* **WORK TO BE COMPLETED**
Extract every line of the records below and reproduce each one verbatim, in its original order.

>>>

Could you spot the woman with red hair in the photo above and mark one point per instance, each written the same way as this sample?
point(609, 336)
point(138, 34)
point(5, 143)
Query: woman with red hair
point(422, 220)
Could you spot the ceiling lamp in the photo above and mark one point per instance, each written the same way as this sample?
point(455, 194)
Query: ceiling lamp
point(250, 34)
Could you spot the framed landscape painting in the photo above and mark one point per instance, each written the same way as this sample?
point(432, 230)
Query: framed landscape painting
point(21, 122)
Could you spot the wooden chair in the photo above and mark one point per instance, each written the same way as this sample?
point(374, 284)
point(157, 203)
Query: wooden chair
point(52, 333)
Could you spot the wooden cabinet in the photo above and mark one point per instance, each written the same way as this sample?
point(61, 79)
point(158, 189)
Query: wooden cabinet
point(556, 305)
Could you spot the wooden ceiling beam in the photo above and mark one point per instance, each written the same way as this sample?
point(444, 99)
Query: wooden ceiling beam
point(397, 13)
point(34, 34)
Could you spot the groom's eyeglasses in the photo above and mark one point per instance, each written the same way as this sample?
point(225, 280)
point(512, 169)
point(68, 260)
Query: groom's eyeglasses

<<<

* **SOLUTION TO THIS TASK**
Could you spot the woman with red hair in the photo above and mark one point per instance, each written the same way as this sample?
point(609, 336)
point(138, 34)
point(5, 143)
Query: woman with red hair
point(422, 220)
Could you spot the ceiling lamp in the photo above and mark one point per instance, each written the same way as this sample?
point(455, 194)
Query: ceiling lamp
point(250, 34)
Could you spot the framed landscape painting in the photo above and mark one point per instance, each written the same way as this sample?
point(432, 230)
Query: framed landscape painting
point(21, 122)
Could you spot the wooden chair in the photo above and mark one point per instance, each written the same way as this sample?
point(374, 284)
point(157, 203)
Query: wooden chair
point(52, 333)
Could you spot the wooden cabinet in the photo above and mark one point per instance, each written the same way as this sample?
point(61, 79)
point(158, 189)
Query: wooden cabinet
point(556, 305)
Could you spot the wooden ceiling beam in the photo above and mark one point per instance, each written the same way as this sample?
point(444, 99)
Query: wooden ceiling beam
point(397, 13)
point(34, 34)
Could you spot the groom's eyeglasses in the photo above and mark one point per instance, each written the same way as this sample?
point(225, 280)
point(512, 169)
point(68, 260)
Query: groom's eyeglasses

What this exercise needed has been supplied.